Passage for review:
News

Actions

Wisconsin board adopts guidelines for prescribing opioids

Posted
   MADISON, Wis. (AP) -- Wisconsin doctors should prescribe opioids sparingly, tell patients they could become addicted and avoid the drugs as the first option to treat pain, according to new guidelines the state Medical Examining Board recently adopted to combat heroin use.
 
   The board, which monitors Wisconsin's doctors, came up with the guidelines after Gov. Scott Walker signed a bill in March giving the panel the authority to develop best prescribing practices.
 
   The state is among many in the U.S. grappling with an uptick in use of heroin, which opioid users often turn to when prescriptions run out.
 
   "Many people believe that all medications prescribed by a doctor are 100 percent safe," bill sponsor Republican Rep. John Nygren, whose daughter has struggled with addiction, said in a news release. "While a vast majority of medical professionals do a wonderful job educating their patients about the dangers of certain drugs, our state is still seeing an overprescribing problem -- specifically with opioids."
 
   The guidelines, based on standards from the federal Centers for Disease Control, call for treating pain without drugs through yoga, exercise or other alternative treatments before turning to opioids. Once drugs are introduced, they should be prescribed in the lowest dose possible and in the quantity needed for the expected duration of the pain. Doctors also should consider people who are unwilling to obtain other treatment for their pain questionable candidates for opioids and document the rationale for giving them such prescriptions.
 
   Doctors also should issue two prescriptions, each with specific refill dates, rather than one large prescription, which the guidelines believe with limit the potential for misuse.
 
   Patients on chronic opioid therapy should give their informed consent after being told that the drugs can lead to addiction, overdose and death and agree to a treatment plan documenting how to avoid those outcomes. If evidence emerges that a patient is in danger or that their opioids are going to someone else, the drugs should be discontinued and the patient treated for withdrawal.

Record extracts:

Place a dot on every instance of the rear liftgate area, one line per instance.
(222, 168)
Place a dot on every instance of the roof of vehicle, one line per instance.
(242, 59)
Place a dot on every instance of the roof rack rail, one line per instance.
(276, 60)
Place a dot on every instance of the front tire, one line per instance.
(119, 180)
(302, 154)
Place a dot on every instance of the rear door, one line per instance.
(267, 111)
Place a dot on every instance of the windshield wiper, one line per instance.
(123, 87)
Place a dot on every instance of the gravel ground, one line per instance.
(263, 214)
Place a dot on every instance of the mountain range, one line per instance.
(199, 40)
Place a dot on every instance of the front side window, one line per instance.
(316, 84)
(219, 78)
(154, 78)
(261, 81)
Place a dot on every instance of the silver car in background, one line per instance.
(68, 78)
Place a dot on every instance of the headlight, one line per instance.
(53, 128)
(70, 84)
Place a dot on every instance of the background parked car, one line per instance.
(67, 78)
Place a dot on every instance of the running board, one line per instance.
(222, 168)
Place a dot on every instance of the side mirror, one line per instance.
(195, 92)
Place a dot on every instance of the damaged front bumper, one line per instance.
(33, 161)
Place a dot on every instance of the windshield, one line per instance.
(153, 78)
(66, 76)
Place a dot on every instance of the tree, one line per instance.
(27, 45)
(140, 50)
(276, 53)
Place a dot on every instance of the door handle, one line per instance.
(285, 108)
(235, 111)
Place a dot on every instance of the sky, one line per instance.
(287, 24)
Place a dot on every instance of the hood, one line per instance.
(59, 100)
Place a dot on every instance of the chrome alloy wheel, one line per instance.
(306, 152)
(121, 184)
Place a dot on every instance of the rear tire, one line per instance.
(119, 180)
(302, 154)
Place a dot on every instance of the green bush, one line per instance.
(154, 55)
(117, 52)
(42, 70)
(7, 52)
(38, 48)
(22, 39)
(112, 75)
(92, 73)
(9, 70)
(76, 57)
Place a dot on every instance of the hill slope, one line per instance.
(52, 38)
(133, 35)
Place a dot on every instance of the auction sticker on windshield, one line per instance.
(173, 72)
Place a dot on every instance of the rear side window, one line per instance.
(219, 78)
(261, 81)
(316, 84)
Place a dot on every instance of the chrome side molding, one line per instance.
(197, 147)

Activity:
Carry on the news article about Wisconsin's new opioid prescribing guidelines, picking up after its closing paragraph on patients in chronic opioid therapy.

Written answer:
 
   Doctors also should consider prescribing overdose antidote naloxone, best known by the brand name Narcan, for home use for patients at a higher risk of overdosing.
 
   Dr. Tim Westlake, the MEB's vice chairman, said Nygren's bill was needed because the panel exists mostly to ensure doctors are competent and lacked the authority to issue practice guidelines. But the board wanted to do something about overprescribing opioids and heroin use.
 
   According to the state Justice Department, the number of cases the state crime labs have handled that involve heroin has increased from 1,061 in 2013 to 1,141 last year. Nearly 200 people died of a heroin overdose last year, up 50 percent from 2014, according to statistics on the DOJ's website.
 
   "It's just not an effective medical treatment and there's so much harm that can come from it," Westlake said. "How do we bend the prescriptive curve back? What we really want to do is have a cultural change."
 
   The MEB issued its guidelines in late July. The bill also gave the state podiatry credentialing and nursing boards as well as the dentistry and optometry examining boards the authority to issue opioid prescription guidelines, too, although they haven't issued any yet.
 
   Walker has signed 15 of Nygren's bills aimed at combatting heroin use since 2014.